**YOUR OBJECTIVE**. The required output is the lines below from the line containing "Query: dirt path" to the line containing "Query: riverbank", inclusive, retyped exactly. No other lines belong in it.

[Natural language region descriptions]
%%

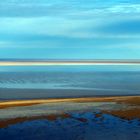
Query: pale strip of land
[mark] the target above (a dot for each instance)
(65, 63)
(134, 100)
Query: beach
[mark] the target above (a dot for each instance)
(73, 115)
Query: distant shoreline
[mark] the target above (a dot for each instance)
(20, 62)
(135, 100)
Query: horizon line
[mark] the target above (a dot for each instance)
(53, 62)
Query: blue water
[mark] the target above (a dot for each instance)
(73, 80)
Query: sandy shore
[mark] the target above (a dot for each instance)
(133, 100)
(129, 114)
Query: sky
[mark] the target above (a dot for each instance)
(70, 29)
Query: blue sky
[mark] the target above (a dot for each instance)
(70, 29)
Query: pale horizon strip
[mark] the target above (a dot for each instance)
(66, 63)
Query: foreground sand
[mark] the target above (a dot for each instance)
(132, 112)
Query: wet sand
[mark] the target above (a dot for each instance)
(129, 114)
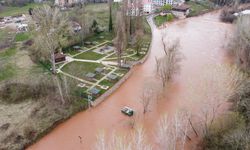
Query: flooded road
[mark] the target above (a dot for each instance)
(201, 39)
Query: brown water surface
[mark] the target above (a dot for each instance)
(201, 39)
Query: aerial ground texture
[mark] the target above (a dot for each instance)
(201, 46)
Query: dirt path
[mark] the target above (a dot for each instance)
(201, 43)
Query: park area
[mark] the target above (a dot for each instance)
(93, 65)
(29, 89)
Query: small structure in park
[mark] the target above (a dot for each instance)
(112, 77)
(181, 11)
(99, 70)
(90, 75)
(94, 92)
(59, 57)
(76, 47)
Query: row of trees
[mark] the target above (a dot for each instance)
(129, 27)
(232, 130)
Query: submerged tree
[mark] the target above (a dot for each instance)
(168, 65)
(240, 44)
(216, 85)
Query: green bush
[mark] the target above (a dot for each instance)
(24, 36)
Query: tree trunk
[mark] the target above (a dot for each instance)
(53, 62)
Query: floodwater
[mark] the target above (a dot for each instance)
(201, 39)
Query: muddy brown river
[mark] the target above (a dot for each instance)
(201, 39)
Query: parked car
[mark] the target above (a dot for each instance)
(127, 111)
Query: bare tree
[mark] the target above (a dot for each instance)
(168, 65)
(216, 84)
(139, 140)
(171, 133)
(240, 44)
(148, 95)
(50, 25)
(120, 40)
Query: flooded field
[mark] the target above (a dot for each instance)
(201, 39)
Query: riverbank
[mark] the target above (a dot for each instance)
(199, 50)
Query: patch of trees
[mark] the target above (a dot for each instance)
(232, 131)
(17, 2)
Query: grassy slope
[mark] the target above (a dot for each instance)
(90, 55)
(199, 8)
(80, 69)
(14, 11)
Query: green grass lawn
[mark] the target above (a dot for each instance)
(90, 55)
(96, 37)
(24, 36)
(198, 8)
(106, 83)
(6, 37)
(14, 11)
(80, 69)
(159, 20)
(8, 52)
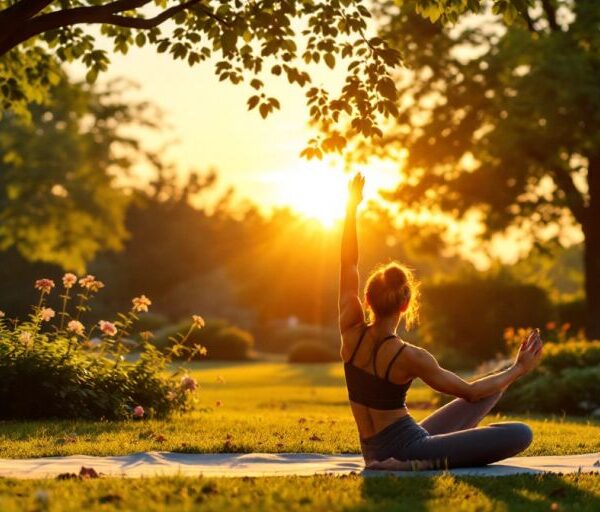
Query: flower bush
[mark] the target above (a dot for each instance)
(54, 366)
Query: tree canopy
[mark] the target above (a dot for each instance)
(504, 120)
(59, 197)
(245, 42)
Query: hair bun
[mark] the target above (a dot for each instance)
(395, 277)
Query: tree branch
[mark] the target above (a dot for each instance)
(564, 181)
(105, 14)
(23, 10)
(550, 11)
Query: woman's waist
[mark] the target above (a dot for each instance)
(371, 421)
(401, 427)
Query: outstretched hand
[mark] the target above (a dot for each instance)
(530, 352)
(355, 189)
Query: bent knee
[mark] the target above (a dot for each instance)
(521, 435)
(517, 435)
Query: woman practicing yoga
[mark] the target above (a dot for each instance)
(380, 367)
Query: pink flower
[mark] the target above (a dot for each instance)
(44, 285)
(75, 326)
(198, 321)
(26, 338)
(89, 282)
(141, 303)
(69, 280)
(107, 328)
(46, 314)
(188, 383)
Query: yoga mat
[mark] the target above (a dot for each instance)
(150, 464)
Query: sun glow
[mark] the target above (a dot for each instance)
(315, 190)
(318, 189)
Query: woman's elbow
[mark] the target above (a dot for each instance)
(470, 393)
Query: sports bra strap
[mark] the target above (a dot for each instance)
(358, 344)
(387, 372)
(376, 351)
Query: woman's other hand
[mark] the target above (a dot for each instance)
(355, 189)
(530, 352)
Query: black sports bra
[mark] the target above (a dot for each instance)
(371, 390)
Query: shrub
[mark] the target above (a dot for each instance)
(469, 317)
(221, 340)
(312, 351)
(572, 313)
(566, 380)
(151, 322)
(51, 368)
(280, 336)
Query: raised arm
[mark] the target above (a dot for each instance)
(427, 368)
(350, 308)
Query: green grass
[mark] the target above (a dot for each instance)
(269, 407)
(354, 493)
(275, 407)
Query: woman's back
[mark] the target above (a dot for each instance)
(376, 378)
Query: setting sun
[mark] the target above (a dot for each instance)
(318, 189)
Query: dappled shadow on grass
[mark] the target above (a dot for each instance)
(538, 492)
(542, 492)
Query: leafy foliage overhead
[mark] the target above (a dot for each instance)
(504, 120)
(244, 41)
(500, 118)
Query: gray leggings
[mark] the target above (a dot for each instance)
(448, 437)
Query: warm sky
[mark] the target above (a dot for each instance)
(207, 125)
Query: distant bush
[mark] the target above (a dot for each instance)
(50, 368)
(279, 337)
(312, 351)
(567, 380)
(151, 322)
(572, 313)
(222, 341)
(466, 319)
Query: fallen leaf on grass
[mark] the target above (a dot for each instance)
(88, 473)
(66, 476)
(110, 498)
(68, 439)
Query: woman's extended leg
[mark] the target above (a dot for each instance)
(471, 447)
(459, 415)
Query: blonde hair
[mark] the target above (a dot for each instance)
(391, 288)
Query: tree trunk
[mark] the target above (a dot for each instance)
(591, 231)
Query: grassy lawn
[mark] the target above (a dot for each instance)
(274, 407)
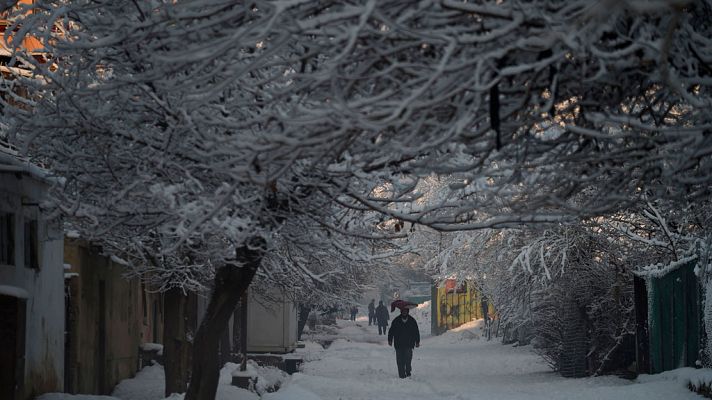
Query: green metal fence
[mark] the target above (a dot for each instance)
(673, 319)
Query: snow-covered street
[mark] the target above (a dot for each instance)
(357, 364)
(457, 365)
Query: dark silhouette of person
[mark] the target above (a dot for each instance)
(382, 317)
(404, 336)
(371, 312)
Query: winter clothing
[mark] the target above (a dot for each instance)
(403, 359)
(404, 335)
(371, 312)
(382, 318)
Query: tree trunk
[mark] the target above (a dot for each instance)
(304, 311)
(230, 283)
(179, 322)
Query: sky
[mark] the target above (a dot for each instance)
(461, 364)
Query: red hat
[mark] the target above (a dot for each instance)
(402, 304)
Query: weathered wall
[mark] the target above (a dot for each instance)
(107, 323)
(44, 338)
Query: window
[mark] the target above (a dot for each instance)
(31, 244)
(7, 239)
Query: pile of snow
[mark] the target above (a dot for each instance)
(148, 384)
(269, 379)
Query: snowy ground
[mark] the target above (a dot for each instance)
(359, 365)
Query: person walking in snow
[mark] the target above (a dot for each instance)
(372, 312)
(382, 318)
(403, 336)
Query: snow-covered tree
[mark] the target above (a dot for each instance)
(217, 123)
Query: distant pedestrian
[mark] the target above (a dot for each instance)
(403, 336)
(382, 318)
(372, 312)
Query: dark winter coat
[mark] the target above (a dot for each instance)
(404, 335)
(371, 309)
(382, 315)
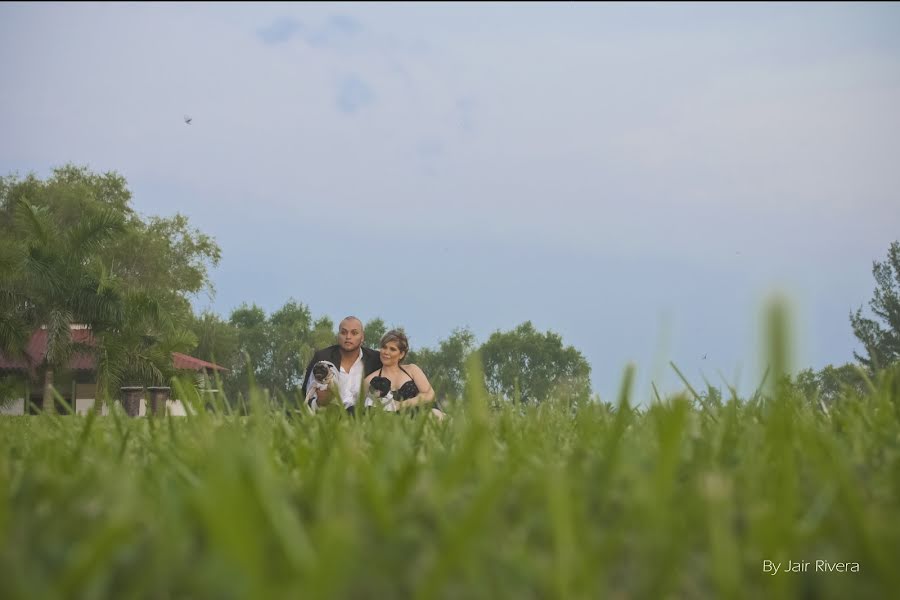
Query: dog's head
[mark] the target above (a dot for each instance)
(381, 385)
(321, 370)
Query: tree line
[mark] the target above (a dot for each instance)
(73, 251)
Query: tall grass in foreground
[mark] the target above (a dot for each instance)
(682, 499)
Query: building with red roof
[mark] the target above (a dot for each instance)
(77, 383)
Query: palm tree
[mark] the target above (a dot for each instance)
(51, 281)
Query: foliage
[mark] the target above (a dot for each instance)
(74, 251)
(881, 336)
(445, 365)
(529, 366)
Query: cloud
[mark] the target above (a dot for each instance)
(353, 94)
(280, 31)
(335, 32)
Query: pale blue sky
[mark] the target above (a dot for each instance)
(635, 177)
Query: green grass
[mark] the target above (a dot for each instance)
(679, 500)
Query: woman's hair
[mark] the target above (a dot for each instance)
(395, 335)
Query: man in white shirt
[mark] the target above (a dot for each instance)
(352, 363)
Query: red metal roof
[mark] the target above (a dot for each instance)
(183, 361)
(36, 352)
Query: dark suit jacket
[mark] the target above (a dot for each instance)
(371, 361)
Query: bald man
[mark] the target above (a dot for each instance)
(352, 363)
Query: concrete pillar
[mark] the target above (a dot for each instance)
(131, 400)
(158, 398)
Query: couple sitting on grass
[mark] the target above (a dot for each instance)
(347, 371)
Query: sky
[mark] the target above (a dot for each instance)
(639, 178)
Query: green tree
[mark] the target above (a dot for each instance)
(54, 281)
(529, 366)
(217, 340)
(375, 330)
(445, 366)
(252, 328)
(831, 383)
(881, 336)
(290, 329)
(75, 251)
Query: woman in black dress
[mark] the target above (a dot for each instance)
(399, 388)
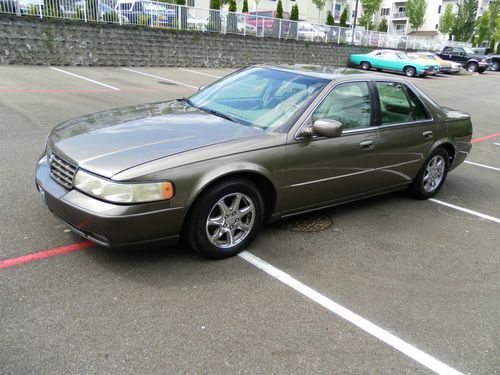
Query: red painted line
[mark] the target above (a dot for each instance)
(93, 90)
(45, 254)
(485, 138)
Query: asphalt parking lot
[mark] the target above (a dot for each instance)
(426, 273)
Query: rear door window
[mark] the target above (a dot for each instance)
(348, 103)
(394, 105)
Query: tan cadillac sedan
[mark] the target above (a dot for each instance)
(258, 145)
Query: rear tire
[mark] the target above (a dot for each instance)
(225, 219)
(432, 175)
(410, 71)
(472, 67)
(365, 65)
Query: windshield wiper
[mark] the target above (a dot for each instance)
(217, 113)
(189, 102)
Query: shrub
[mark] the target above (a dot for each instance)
(279, 10)
(329, 19)
(343, 16)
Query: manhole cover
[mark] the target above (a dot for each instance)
(306, 223)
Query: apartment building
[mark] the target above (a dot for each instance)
(395, 13)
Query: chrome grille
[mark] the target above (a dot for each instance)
(61, 170)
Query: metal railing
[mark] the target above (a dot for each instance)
(166, 15)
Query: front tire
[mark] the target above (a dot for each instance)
(432, 175)
(225, 219)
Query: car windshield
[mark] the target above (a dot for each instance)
(260, 97)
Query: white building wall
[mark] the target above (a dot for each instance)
(397, 22)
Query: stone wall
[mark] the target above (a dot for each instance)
(34, 41)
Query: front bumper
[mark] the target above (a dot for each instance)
(107, 224)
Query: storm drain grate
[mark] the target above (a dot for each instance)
(306, 223)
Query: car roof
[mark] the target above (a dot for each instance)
(332, 73)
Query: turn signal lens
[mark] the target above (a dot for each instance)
(117, 192)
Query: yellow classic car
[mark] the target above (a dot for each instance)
(445, 65)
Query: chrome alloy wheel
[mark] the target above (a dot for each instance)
(434, 173)
(230, 220)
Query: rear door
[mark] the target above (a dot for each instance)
(406, 133)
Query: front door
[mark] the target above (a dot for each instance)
(406, 134)
(322, 171)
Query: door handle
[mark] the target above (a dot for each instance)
(367, 145)
(427, 134)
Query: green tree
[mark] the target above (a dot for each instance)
(366, 21)
(415, 10)
(494, 9)
(483, 31)
(370, 7)
(343, 17)
(294, 14)
(447, 20)
(279, 10)
(382, 26)
(465, 20)
(329, 19)
(320, 4)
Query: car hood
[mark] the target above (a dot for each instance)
(110, 142)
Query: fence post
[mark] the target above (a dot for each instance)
(179, 16)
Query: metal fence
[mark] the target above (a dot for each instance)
(166, 15)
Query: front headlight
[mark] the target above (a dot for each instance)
(118, 192)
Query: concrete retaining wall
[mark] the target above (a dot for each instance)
(34, 41)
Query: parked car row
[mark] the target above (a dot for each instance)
(451, 60)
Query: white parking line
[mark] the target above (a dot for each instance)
(367, 326)
(203, 74)
(158, 77)
(84, 78)
(475, 213)
(482, 165)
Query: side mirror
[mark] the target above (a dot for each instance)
(327, 128)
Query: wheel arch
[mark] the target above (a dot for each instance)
(448, 146)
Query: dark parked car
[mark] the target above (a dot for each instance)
(495, 62)
(8, 6)
(470, 60)
(258, 145)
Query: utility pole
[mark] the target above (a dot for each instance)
(354, 23)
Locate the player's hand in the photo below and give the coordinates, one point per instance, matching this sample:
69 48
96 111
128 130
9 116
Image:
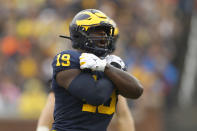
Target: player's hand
91 61
115 61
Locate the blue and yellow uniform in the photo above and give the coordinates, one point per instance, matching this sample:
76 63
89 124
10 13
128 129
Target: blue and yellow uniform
71 113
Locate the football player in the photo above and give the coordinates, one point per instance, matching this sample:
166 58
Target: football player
85 81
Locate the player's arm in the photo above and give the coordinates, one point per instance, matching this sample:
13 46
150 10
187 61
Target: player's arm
127 85
83 86
46 117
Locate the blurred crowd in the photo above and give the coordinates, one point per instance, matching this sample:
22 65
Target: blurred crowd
29 40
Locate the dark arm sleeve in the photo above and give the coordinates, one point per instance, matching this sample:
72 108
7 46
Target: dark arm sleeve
93 92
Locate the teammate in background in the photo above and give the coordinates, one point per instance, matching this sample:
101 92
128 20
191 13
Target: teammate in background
85 83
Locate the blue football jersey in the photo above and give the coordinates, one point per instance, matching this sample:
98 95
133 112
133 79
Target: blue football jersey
72 114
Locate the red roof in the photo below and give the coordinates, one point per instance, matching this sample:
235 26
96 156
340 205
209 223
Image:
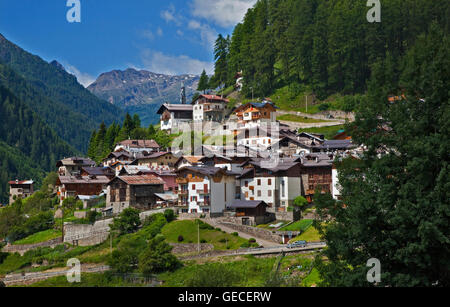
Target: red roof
21 182
142 180
214 97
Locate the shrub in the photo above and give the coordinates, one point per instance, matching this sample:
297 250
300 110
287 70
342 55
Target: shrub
157 257
169 215
127 222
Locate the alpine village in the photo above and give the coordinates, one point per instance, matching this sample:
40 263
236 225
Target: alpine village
319 142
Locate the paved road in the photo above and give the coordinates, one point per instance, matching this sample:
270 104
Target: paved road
244 235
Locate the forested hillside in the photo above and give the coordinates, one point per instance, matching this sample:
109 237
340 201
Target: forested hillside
321 47
55 95
28 145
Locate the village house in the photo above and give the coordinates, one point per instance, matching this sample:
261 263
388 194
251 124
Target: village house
133 192
73 166
173 116
156 160
122 156
209 108
188 161
72 186
20 189
205 189
98 171
316 173
250 213
276 185
253 114
138 146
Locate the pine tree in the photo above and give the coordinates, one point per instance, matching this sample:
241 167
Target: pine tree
395 207
203 82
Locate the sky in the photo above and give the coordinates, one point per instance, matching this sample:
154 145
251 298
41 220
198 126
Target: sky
170 37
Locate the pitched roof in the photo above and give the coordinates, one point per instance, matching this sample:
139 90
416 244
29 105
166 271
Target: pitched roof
250 204
140 144
141 180
75 161
83 179
212 97
21 182
175 108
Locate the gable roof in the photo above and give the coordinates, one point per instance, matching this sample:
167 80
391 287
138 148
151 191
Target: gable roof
175 108
139 144
141 180
211 97
247 204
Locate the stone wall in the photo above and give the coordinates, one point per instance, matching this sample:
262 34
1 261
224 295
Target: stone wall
253 231
22 249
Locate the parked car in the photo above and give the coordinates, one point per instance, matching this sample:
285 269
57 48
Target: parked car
297 244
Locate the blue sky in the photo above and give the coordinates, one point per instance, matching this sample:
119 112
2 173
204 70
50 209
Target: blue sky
171 37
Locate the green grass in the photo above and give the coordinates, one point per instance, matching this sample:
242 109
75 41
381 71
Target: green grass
328 132
299 119
245 272
310 235
39 237
87 280
312 279
189 231
302 226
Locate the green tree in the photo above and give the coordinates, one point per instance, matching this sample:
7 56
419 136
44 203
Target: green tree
127 222
395 206
203 82
157 257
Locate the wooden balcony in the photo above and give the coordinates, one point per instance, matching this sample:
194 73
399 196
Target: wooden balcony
182 181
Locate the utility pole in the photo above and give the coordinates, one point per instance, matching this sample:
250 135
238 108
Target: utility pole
306 103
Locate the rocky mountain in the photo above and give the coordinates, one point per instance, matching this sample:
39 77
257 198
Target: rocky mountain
142 92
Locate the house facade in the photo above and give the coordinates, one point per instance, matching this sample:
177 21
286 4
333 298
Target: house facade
277 186
209 108
133 192
173 116
20 189
205 189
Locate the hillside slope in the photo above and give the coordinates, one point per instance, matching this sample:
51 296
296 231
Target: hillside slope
142 92
49 85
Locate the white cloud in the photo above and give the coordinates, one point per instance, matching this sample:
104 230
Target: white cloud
159 62
83 78
207 34
225 13
169 15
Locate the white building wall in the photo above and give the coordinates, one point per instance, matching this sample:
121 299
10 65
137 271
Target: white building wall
336 186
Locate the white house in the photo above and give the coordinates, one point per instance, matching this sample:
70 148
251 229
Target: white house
173 116
205 189
277 186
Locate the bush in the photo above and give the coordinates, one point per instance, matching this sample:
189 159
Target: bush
127 222
169 215
92 216
324 107
157 257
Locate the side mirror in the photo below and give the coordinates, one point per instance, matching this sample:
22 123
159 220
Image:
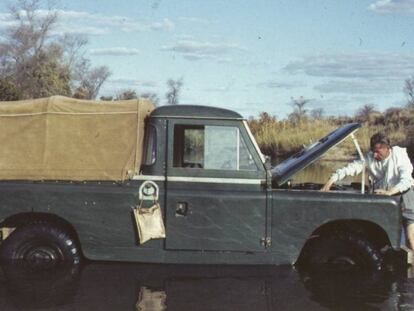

%%

**SOLVED PROBLEM**.
Query: dirt path
[mark] the target above (a dot for each instance)
(201, 43)
Query: park area
[mark] the target above (a dot for each instance)
(93, 65)
(29, 89)
Query: small structure in park
[mark] the target above (a dot for each instance)
(112, 77)
(181, 11)
(99, 70)
(90, 75)
(94, 92)
(59, 57)
(76, 47)
Query: row of trees
[mark] the target above (a dot for each instance)
(129, 27)
(232, 130)
Query: submerged tree
[mark] the target above (a dot for each instance)
(168, 65)
(240, 44)
(216, 85)
Query: green bush
[mark] the target above (a dot for each instance)
(24, 36)
Query: tree trunk
[mark] the target above (a dot for each instance)
(53, 62)
Query: floodwater
[mark] the target above (a dot for each instance)
(201, 39)
Query: muddy brown river
[mark] the target above (a dot for each instance)
(201, 39)
Query: parked car
[mark] the target above (a dot for each instance)
(127, 111)
Query: bare tree
[mark] the target above (a dot for each instance)
(168, 65)
(216, 84)
(139, 140)
(171, 133)
(240, 44)
(148, 95)
(50, 25)
(120, 40)
Query: flooded field
[mark] the target above (a dot for each instance)
(201, 39)
Query: riverbank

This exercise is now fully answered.